··· TEXTE FOURNI ···
# email iCloud et alias pro



## Schnak (1 Octobre 2020)

Bonjour,

peut être que le sujet a déjà était abordé, mais peut-on utiliser une adresse email  xxx@mondomaine.com avec iCloud comme sur Gmail ?
Dans l'idée j'aimerais me passer entièrement de Google et donc de Gmail. Sauf que Gmail est le plus complet en terme de settings apparament...

j'ai une adresse mail avec mon domaine perso (xxx@mondomaine.com) cette adresse entièrement personnelle me permet de ne dépendre d'aucun fournisseurs d'email.
sur mon domaine je redirige les emails envoyés à xxx@mondomaine.com sur mon adresse de mon choix (actuellement xxx@gmail.com) et sur Gmail je configure xxx@mondomaine.com comme alias de mon adresse mail gmail, ainsi toutes les réponses, nouveau mails etc.. fait sur Gmail se font avec mon adresse pro. Personne ne voit mon adresse gmail du coup.
···
## CONSIGNES
1: Dans le fil sur l'e-mail iCloud, vers quelle adresse le domaine perso redirige-t-il actuellement les e-mails envoyés à xxx@mondomaine.com ?
2: Prolongez, s'il vous plaît, le fil sur l'e-mail iCloud à partir de sa dernière phrase.
··· LISTE DES LIGNES ···
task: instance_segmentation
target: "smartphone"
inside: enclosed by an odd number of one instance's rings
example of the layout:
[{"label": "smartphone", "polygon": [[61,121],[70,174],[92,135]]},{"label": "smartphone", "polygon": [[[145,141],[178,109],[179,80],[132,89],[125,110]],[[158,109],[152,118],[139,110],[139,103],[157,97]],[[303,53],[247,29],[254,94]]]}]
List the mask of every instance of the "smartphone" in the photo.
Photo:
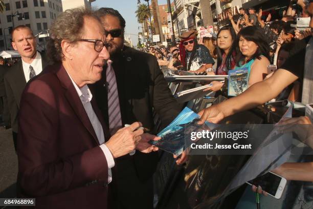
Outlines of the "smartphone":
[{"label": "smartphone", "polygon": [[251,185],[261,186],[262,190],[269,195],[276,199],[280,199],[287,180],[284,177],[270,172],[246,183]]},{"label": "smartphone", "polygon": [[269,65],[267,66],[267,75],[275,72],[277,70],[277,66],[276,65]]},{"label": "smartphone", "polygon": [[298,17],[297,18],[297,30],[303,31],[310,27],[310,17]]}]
···
··· LISTE DES LIGNES ···
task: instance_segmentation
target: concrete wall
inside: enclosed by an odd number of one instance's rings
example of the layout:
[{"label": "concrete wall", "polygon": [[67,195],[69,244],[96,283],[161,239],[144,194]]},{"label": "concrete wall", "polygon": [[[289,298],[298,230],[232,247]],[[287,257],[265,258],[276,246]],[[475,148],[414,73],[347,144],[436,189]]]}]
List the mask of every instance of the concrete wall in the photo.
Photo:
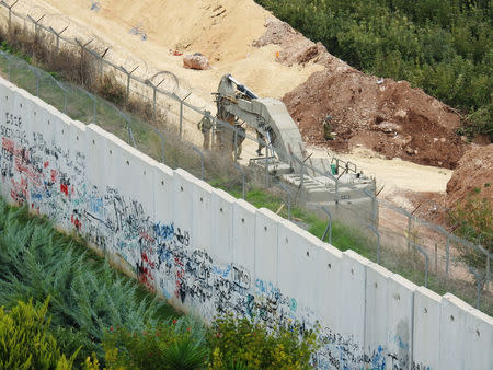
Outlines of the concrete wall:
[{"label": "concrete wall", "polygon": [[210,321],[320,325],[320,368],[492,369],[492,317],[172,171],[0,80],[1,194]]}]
···
## RÉPONSES
1: Vers xxx@gmail.com.

2:
Aujourd'hui j'aimerais switcher sur iCloud et c'est ce que j'essaye de configurer sur iCloud mais cela n'est pas possible sur la version web et avec un client mail type Spark sur iOS,  si je configure l'alias, l'email tombent en erreur sur l'envoi..

Quelqu'un a une solution ou une alternative en tant que fournisseur d'email supportant les alias entièrement customs (cad dont le nom de domaine) ?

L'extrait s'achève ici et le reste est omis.